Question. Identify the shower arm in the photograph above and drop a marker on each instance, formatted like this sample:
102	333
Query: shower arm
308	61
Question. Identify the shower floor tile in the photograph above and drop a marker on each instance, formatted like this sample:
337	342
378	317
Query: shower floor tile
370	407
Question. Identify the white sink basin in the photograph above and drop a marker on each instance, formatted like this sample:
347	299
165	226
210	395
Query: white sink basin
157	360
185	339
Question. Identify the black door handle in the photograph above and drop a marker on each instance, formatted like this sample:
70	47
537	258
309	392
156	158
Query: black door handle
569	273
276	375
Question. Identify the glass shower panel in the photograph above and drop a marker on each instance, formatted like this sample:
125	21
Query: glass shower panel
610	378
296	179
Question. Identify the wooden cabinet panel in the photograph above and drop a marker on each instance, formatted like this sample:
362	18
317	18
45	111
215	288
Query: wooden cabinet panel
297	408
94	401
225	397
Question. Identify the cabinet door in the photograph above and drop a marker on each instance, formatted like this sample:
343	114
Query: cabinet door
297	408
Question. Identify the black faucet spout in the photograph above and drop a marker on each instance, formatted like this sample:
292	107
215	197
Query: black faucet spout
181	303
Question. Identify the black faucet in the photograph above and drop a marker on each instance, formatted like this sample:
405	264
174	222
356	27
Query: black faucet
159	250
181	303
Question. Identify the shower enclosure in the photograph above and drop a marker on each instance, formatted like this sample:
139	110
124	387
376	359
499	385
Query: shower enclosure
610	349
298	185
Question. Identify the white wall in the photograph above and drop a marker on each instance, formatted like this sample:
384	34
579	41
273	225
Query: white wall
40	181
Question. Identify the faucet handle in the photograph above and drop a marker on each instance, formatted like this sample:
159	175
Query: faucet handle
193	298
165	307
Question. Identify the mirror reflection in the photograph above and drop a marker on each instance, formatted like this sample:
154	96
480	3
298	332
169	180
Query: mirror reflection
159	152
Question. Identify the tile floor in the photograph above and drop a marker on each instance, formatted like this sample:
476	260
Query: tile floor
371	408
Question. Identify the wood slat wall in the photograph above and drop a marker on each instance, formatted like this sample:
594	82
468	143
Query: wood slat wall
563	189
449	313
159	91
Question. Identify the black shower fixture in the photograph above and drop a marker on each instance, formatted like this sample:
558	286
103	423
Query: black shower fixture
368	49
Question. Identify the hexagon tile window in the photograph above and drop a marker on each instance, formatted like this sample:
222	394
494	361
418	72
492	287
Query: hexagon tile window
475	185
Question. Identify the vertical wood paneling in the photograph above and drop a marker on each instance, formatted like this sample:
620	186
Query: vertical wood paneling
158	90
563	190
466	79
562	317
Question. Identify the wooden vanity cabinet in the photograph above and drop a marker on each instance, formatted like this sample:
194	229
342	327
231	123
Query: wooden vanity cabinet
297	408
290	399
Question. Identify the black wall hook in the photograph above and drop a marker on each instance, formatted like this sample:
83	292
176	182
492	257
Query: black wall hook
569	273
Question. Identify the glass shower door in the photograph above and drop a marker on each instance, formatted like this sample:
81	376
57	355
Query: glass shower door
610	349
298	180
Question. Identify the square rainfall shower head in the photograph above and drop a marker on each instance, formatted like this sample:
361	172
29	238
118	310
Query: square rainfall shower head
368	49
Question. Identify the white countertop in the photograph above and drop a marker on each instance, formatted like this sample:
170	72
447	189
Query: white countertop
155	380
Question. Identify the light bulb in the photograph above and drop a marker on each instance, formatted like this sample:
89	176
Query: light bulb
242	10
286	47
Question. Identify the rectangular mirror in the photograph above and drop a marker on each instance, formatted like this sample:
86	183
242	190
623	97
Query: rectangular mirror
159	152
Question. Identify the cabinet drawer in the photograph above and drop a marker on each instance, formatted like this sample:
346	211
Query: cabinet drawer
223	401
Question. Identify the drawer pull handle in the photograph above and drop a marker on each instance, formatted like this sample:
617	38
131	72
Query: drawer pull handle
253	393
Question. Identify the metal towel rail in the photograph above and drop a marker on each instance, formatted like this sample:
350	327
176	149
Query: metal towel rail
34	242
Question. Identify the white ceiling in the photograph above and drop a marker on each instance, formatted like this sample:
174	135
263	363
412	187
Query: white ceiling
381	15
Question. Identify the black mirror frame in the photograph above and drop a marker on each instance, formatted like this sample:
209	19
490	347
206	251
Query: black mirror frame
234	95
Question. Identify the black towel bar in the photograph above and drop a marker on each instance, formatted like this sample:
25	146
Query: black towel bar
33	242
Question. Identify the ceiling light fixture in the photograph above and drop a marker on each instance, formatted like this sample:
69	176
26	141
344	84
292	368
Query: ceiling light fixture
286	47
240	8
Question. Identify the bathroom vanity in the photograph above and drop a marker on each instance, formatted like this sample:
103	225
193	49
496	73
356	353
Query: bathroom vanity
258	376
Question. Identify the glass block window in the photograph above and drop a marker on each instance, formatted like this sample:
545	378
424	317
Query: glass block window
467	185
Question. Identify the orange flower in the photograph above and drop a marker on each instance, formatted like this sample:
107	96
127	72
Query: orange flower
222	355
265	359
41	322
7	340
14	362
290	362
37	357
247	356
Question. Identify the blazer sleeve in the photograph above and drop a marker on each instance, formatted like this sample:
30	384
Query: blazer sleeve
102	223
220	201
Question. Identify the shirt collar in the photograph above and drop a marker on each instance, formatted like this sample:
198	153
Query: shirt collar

= = =

> **Given instruction**
Copy, character for character, the lines from the line that holds "Question. Identify the bathroom" through the final line of the records above.

> **Exercise output**
Question. Identify the bathroom vanity in the photograph above and drop a marker on each instance, formatted like this sample:
103	225
193	49
496	73
356	353
Query: bathroom vanity
258	376
Question. Identify the glass block window in the photograph above and drop a marker on each instance, formatted like this sample:
545	378
424	317
Query: glass block window
467	185
Question. Identify the orange flower in the photograph above and drop a marker on each instance, formatted like this sample:
107	96
127	72
Query: orange flower
222	355
265	359
41	322
7	340
14	362
290	362
37	357
247	356
Question. Identify the blazer sleeve in the photograph above and drop a marker on each instance, formatted like this sample:
30	384
Query: blazer sleeve
102	223
220	201
Question. Identify the shirt collar in the photograph above and drop a marker on each instance, formatted like this sample:
198	153
Query: shirt collar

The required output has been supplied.